- Exercise A -
Echo the forum thread about extracting images from a PDF between "#Region Project Attributes" and "(Args() As String)", inclusive.
- Exercise B -
In the forum thread about extracting images from a PDF, render the sentence "I receive the following error in the compilation:" in Spanish.
- Exercise C -
Go on with the forum thread about extracting images from a PDF, picking up right after its last line.

- Extract -
□ □ □ □ □ □ □

B4J Question How to extract images from PDF.

T201016

Active Member
Licensed User
Longtime User
Hi,
I don't know if I modified the sample project well,
I receive the following error in the compilation:


A tip is welcome, which is wrong in the code

Example::
'Non-UI application (console / server application)
#Region Project Attributes
    #CommandLineArgs:
    #MergeLibraries: True
#End Region

    #AdditionalJar: pdfbox-app-2.0.26
'    download https://www.apache.org/dyn/closer.lua/pdfbox/2.0.26/pdfbox-app-2.0.26.jar

Sub Process_Globals
    Private jo As JavaObject   
End Sub

Sub AppStart (Args() As String)
    
    jo = Me
    
'    Dim pathPDF As String = "D:\\TMP\\UE.pdf"
    
'    jo.RunMethod("SaveImagesInPdf", Array As Object(pathPDF))
    jo.RunMethod("SaveImagesInPdf", Null)

□ □ □ □ □ □ □

Items listed in a dataset
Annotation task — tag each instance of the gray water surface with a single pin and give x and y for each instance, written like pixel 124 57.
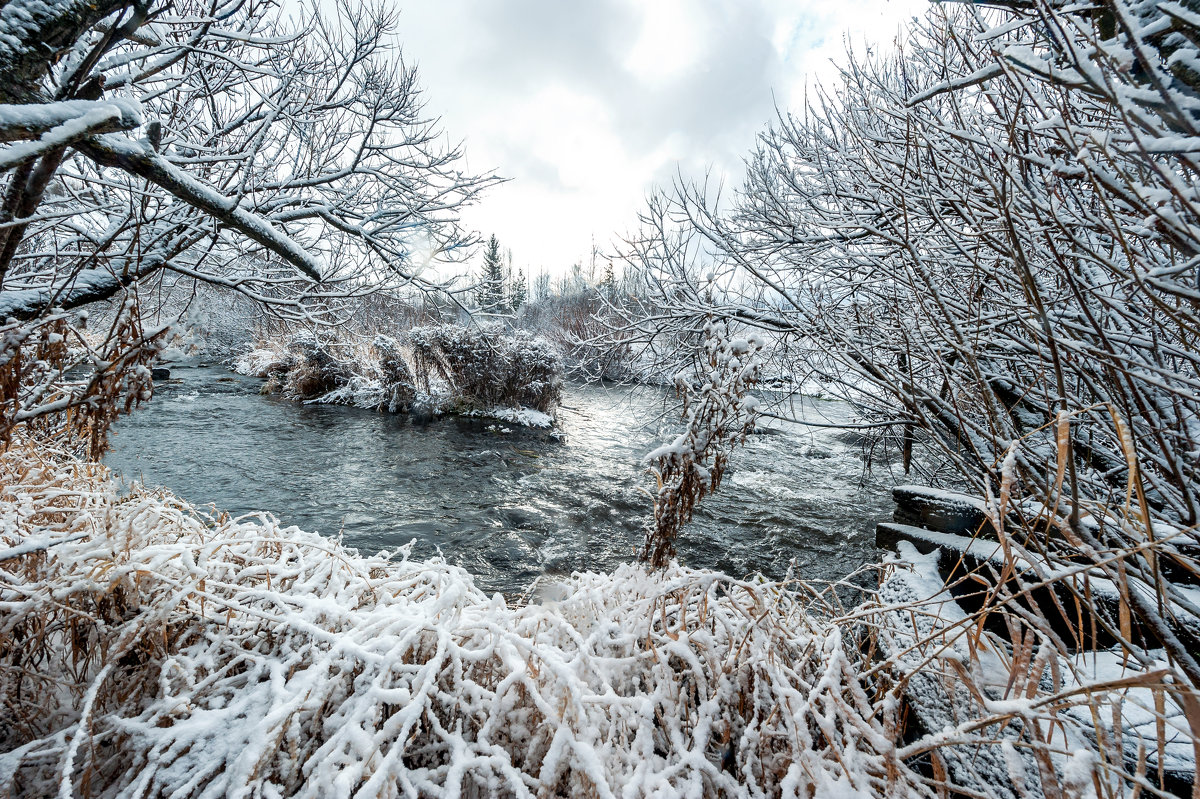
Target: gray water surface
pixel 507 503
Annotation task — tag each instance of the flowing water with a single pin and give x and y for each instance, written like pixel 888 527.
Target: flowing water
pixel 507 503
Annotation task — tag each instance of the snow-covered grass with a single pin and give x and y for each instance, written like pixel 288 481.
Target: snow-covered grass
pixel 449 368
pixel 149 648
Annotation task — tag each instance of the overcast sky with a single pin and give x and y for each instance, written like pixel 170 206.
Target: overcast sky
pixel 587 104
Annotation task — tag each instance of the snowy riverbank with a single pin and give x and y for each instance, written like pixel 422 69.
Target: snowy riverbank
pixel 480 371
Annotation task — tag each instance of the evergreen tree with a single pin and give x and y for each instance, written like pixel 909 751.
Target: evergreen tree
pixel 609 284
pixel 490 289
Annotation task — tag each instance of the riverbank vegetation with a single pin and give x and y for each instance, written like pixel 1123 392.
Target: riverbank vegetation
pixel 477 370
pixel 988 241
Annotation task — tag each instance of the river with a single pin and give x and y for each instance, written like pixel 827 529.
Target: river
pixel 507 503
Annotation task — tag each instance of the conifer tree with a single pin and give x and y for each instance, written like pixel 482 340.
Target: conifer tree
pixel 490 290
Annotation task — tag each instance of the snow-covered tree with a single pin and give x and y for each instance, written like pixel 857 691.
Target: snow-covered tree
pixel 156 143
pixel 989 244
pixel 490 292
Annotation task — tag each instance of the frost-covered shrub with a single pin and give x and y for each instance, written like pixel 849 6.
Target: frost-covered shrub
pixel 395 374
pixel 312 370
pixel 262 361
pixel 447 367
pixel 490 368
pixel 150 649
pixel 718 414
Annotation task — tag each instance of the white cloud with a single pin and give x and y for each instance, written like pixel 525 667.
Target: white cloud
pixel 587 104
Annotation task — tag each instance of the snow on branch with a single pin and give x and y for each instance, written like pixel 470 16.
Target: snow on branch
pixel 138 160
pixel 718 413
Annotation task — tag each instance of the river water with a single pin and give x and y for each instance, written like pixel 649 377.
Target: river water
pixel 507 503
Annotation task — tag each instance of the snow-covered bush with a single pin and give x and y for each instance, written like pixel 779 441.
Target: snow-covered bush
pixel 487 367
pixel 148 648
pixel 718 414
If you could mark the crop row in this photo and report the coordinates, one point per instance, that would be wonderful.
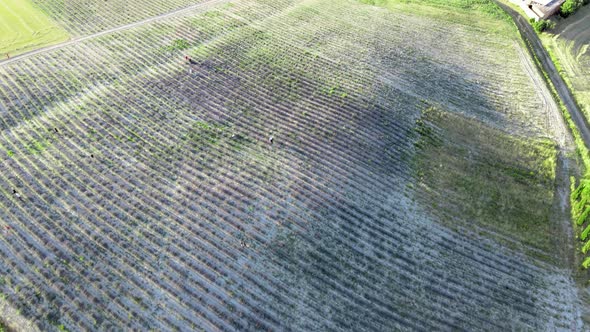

□ □ □ □ □ □ □

- Written reply A -
#Region Project Attributes
    #CommandLineArgs:
    #MergeLibraries: True
#End Region

    #AdditionalJar: pdfbox-app-2.0.26
'    download https://www.apache.org/dyn/closer.lua/pdfbox/2.0.26/pdfbox-app-2.0.26.jar

Sub Process_Globals
    Private jo As JavaObject   
End Sub

Sub AppStart (Args() As String)

- Written reply B -
Recibo el siguiente error en la compilación:

- Written reply C -
End Sub

#if java
import org.apache.pdfbox.cos.COSBase;
import org.apache.pdfbox.cos.COSName;
import org.apache.pdfbox.pdmodel.PDDocument;
import org.apache.pdfbox.pdmodel.PDPage;
import org.apache.pdfbox.pdmodel.graphics.PDXObject;
import org.apache.pdfbox.pdmodel.graphics.form.PDFormXObject;
import org.apache.pdfbox.pdmodel.graphics.image.PDImageXObject;
import org.apache.pdfbox.contentstream.operator.Operator;
import org.apache.pdfbox.contentstream.PDFStreamEngine;

import java.awt.image.BufferedImage;
import java.io.File;
import java.io.IOException;
import java.util.List;

import javax.imageio.ImageIO;

/**
 * This is an example on how to extract images from pdf.
 */
public void class SaveImagesInPdf extends PDFStreamEngine
{
    /**
     * Default constructor.
     *
     * @throws IOException If there is an error loading text stripper properties.
     */
    public SaveImagesInPdf() throws IOException
    {
    }

    public int imageNumber = 1;

    /**
     * @param args The command line arguments.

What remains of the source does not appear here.